Integrations Tutorial April 13, 2026

Add Knowledge Persistence to Replicate Models

Replicate makes it easy to run machine learning models in the cloud -- from text generation to image creation to audio processing. But each prediction run is isolated. This guide shows how to add a persistent memory layer to your Replicate-powered applications using REM Labs, so your models can build on previous interactions.

Why Replicate Models Need Persistent Memory

Replicate runs models as stateless prediction endpoints. You send input, get output, and the model forgets. For one-off predictions, that is fine. But if you are building an application where users interact with a model repeatedly -- a personal assistant, a creative tool, a coding companion -- you need state that persists between runs.

Replicate does not provide a built-in memory solution. That is where REM Labs comes in: a memory API that stores context with vector embeddings, full-text indexing, and entity extraction, and retrieves the most relevant context when your model needs it.

- RECORD LIST:
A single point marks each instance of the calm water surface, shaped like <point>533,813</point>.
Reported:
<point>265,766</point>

==

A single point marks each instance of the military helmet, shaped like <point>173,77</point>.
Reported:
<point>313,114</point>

- TASK INSTRUCTIONS:
[1] Summarize the tutorial on adding persistent memory to Replicate models in two sentences.
[2] Carry on the tutorial about persistent memory for Replicate models from its final sentence.
The records have no connection to the text.

- ANSWERS GIVEN:
[1] Replicate runs machine learning models as stateless prediction endpoints, so each run is isolated and the model forgets, which is a problem for applications where users interact with a model repeatedly. Because Replicate has no built-in memory solution, the guide shows how to add a persistent memory layer with REM Labs, a memory API that stores context with vector embeddings, full-text indexing, and entity extraction and retrieves the most relevant context when needed.

[2]
Step 1: Get Your API Keys

Get a Replicate API token from replicate.com and a REM Labs key from remlabs.ai/console or run npx @remlabs/memory.

Step 2: Store and Recall with Replicate

import replicate
import requests

REM_KEY = "sk-rem-..."
REM_BASE = "https://remlabs.ai"

def chat_with_memory(user_msg, namespace="replicate-agent"):
    # Recall relevant memories
    search = requests.post(f"{REM_BASE}/v1/memory/search", json={
        "query": user_msg,
        "namespace": namespace,
        "limit": 5
    }, headers={"Authorization": f"Bearer {REM_KEY}"})

    memories = search.json().get("results", [])
    context = "\n".join([m["value"] for m in memories])

    # Build prompt with context
    system_prompt = "You are a helpful assistant."
    if context:
        system_prompt += f"\n\nRelevant context from prior conversations:\n{context}"

    # Run on Replicate
    output = replicate.run(
        "meta/meta-llama-3.1-70b-instruct",
        input={
            "prompt": user_msg,
            "system_prompt": system_prompt,
            "max_tokens": 1024
        }
    )
    reply = "".join(output)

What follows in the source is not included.